▶ Tasks for this exercise
A. In the review of The Player of Games below, what is the name of the game the empire is built around?
B. Pick up the review of The Player of Games below where it stops and carry it forward.

Banks, however, writes the best cocktail parties in science fiction. The Player of Games starts with a leisurely introduction to Gurgeh, the best all-around game player in the Culture, and his life, friends, and opinions. The first hundred pages go by with little conflict other than Gurgeh's sense of boredom and inertia and some tension of reputations. It sounds slow and even pointless, but Banks pulls it off. One recognizes early in Gurgeh both characteristics of a brilliant and eccentric chess player and an academic who has gotten so far inside a particular field that he is constantly working to maintain his place and at the same time getting somewhat bored with thinking about the same things. Watching his feelings about his life slowly evolve is surprisingly engrossing.

Gurgeh is eventually recruited out of his protected life into Special Circumstances, that part of Culture's Contact division that deals with tricky problems. They need a game player because they've found a sophisticated interstellar empire whose foundation is an elaborate wargame, a game played by virtually everyone in that civilization and which determines the ranking and hierarchy of the empire's elite. The rest of the book is a beautiful bit of layered game-playing: Gurgeh learning the game of Azad, political games played with the outcome of Azad tournaments, metaphorical battles played out over the game board, games played by the Culture and its intelligent Ships with Gurgeh as a pawn, and games of trust and distrust between Gurgeh and the drone the Culture sent to accompany him. All of this is played out with little physical confrontation apart from a beautiful set-piece finale. Physical action isn't needed to maintain the tension and pace; the psychological tension of the games is more than enough.

This is the best novel about the psychology of game playing that I've read. It isn't a detailed description of any particular games; Banks never bogs down the book with the detail required to recreate Azad in any realistic way. Rather, he captures the feeling of playing the game, the sense of competition and balance, the rough shape of tactics, and the psychological reaction to challenge, winning, losing, and risk. The concept is similar to what Catherine Asaro later did with Quis in The Last Hawk, but Banks weaves Azad into the world with more realism and doesn't abandon the game of it partway through. Game playing can still be used for metaphorical communication, but what it tests best is competition and tactics, and like elections, it serves as an outlet for struggles that would otherwise be settled other ways. There's a limit to how far one can take this sort of system, but Banks also deals with various forms of cheating and random inputs that aren't as random as they might appear. For example, having many of the games played in teams is ingenious from a political standpoint, as it provides a way for inferior game players to still be elevated in the hierarchy within the context of the game.

▶ Data block
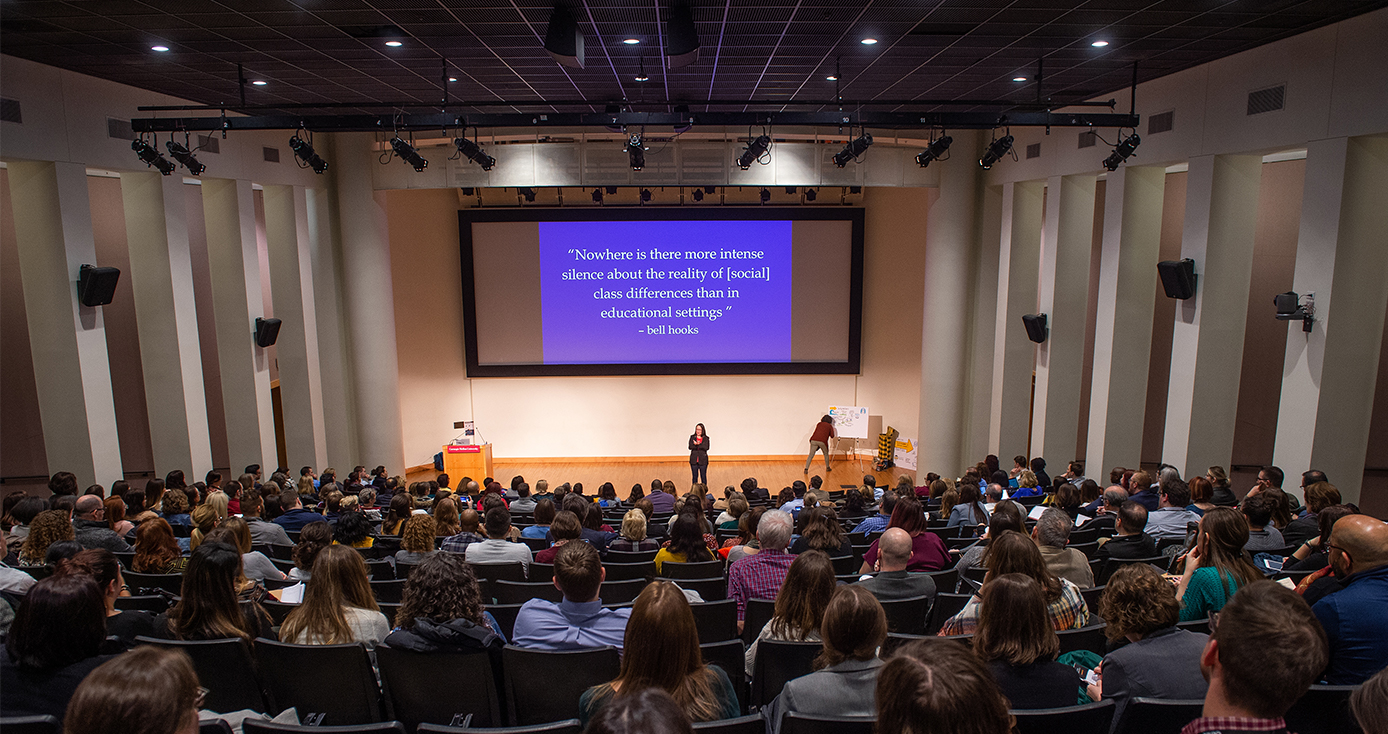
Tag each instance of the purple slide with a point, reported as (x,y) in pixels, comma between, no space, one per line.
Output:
(665,292)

▶ Answer set
A. Azad.

B.
I haven't mentioned the three-sex biology of the Azad Empire and its interesting implications for the male lead character, or the vilification of the Azad Empire that feels at one point a bit over the top until it becomes clear that this too is a game at another level. The slow start and relaxed matter-of-fact narration supports more resonances and layers than it would seem possible in fewer than 300 pages. Banks neither telegraphs his cleverness nor leaves the reader unclear on what happened; somehow, he finds a balance where the details of the plot seem clear and then, turning it over in one's head, new aspects keep coming to light.

There were times when I had a hard time caring about some of the characters, since Banks's Culture residents have somewhat petty concerns at times, but Gurgeh grew on me as I got into the book. There were also times when the slow and deliberate flow of events felt too laid back, but once I adjusted to it, it fit the story and Gurgeh's nature. Not only does Banks write excellent cocktail parties, he finds a way to make them feel like they matter, without inserting random violence or traditionally dramatic encounters.

An excellent portrayal of the psychology of game playing and a thoughtful story of political intervention. Highly recommended.